WRITTEN TASK ->
Rewrite the data below, putting "grassy yard" in place of every "green lawn" and leaving everything else as it is.

EXERCISE INPUTS ->
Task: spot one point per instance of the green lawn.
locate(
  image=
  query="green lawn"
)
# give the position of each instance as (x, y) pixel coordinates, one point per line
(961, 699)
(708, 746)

RESULT ->
Task: spot one point per instance of the grassy yard.
locate(
  image=
  query="grassy yard"
)
# give the position of each instance as (x, y) pixel coordinates, one point per line
(961, 699)
(708, 746)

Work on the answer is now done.